Source records
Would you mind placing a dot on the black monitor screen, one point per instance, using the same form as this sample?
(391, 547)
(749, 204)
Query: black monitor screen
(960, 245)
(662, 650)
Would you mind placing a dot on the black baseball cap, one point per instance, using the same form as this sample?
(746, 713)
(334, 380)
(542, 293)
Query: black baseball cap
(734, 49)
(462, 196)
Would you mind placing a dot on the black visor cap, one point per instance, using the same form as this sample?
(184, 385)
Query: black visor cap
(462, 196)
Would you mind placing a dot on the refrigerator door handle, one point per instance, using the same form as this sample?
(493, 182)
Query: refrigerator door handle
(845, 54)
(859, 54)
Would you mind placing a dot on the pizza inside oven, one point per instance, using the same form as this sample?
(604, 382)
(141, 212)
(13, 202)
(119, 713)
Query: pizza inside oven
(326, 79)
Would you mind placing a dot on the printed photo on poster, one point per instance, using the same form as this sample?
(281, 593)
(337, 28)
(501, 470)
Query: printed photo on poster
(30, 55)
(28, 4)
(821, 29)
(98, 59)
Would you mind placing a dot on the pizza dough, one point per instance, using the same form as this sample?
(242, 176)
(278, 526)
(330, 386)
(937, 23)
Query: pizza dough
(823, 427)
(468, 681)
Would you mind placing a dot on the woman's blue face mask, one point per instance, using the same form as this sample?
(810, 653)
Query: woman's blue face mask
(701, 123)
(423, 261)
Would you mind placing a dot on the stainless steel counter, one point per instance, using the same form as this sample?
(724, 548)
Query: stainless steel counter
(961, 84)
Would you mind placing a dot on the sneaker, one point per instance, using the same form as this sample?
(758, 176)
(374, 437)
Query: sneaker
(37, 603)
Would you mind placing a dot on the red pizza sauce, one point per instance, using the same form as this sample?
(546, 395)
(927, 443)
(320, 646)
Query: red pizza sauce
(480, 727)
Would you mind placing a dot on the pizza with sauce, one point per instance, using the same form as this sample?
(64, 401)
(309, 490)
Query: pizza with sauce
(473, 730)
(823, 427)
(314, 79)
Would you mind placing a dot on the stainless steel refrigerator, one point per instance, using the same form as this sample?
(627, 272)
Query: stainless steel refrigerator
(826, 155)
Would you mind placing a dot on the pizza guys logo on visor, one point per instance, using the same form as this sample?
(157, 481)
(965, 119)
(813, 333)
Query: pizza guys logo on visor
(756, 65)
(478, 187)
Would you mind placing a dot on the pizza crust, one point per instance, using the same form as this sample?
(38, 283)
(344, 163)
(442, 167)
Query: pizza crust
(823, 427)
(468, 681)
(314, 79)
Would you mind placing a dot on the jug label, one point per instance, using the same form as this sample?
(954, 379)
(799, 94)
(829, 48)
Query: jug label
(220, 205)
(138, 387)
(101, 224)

> _TASK OBJECTIVE_
Every record above must be duplicated exactly.

> _ANSWER TO THIS PROBLEM_
Would you mind placing a dot on the black monitor screen, one point per instance, using the same form as this sample?
(391, 547)
(749, 204)
Query: black monitor screen
(960, 245)
(662, 650)
Would you mind placing a dot on the black baseball cap, one point per instance, using the same form as this sample?
(746, 713)
(334, 380)
(542, 293)
Query: black baseball cap
(734, 49)
(462, 196)
Would you mind placing a dot on the black visor cap, one point per instance, using the same form as this sample?
(184, 385)
Query: black visor cap
(462, 196)
Would you mind placing a dot on the refrigerator door handle, one point per instance, using the same form as this sample?
(493, 182)
Query: refrigerator door handle
(845, 54)
(859, 54)
Would you mind placing a dot on the pizza inside oven, one point per instance, using the same form as this sample?
(604, 382)
(141, 212)
(13, 202)
(119, 713)
Query: pizza inside oven
(326, 79)
Would you mind placing a dot on the printed photo on poster, one point per instance, using the same form as this sample?
(281, 593)
(337, 28)
(501, 470)
Query: printed photo on poster
(30, 55)
(28, 4)
(821, 29)
(98, 59)
Would you mind placing a dot on the pizza dough, one point per instance, using the same form as this sample?
(242, 176)
(278, 526)
(330, 386)
(937, 23)
Query: pizza dough
(823, 427)
(468, 681)
Would you mind placing a dot on the woman's blue face mask, one point per instance, using the same form as this sample?
(810, 653)
Query: woman's blue face mask
(701, 123)
(423, 261)
Would you mind placing a dot on the stainless steel counter, one point per instance, using the same form as this sample?
(724, 548)
Query: stainless steel counter
(961, 84)
Would you mind placing a dot on the sneaker, one point per instance, using the same form as this sample?
(758, 176)
(374, 437)
Query: sneaker
(37, 603)
Would you mind placing a dot on the red pizza sauce, one point per instance, using the same form as this sample?
(546, 395)
(927, 443)
(320, 646)
Query: red pizza sauce
(480, 727)
Would you mind placing a dot on the pizza with sauce, one point per instance, using the same form as this sample?
(64, 401)
(309, 490)
Query: pizza with sauce
(473, 730)
(823, 427)
(314, 79)
Would you mind placing a dot on the stainless steel refrigerator, one point per instance, using the same form as this sample?
(627, 272)
Query: stainless steel refrigerator
(826, 155)
Would you mind placing a dot on the pizza guys logo on visor, one point per instance, using the same form as this sample?
(157, 481)
(965, 119)
(813, 333)
Query: pizza guys logo on visor
(756, 65)
(478, 187)
Would you mind placing a dot on the pizza crust, one point per instance, using the same form as this sample?
(38, 283)
(344, 163)
(442, 167)
Query: pizza crust
(823, 427)
(468, 681)
(314, 79)
Would you mind placing a dot on the jug label, one point per instance, using the same form as this sample?
(954, 379)
(799, 94)
(829, 48)
Query: jug label
(220, 205)
(138, 387)
(101, 224)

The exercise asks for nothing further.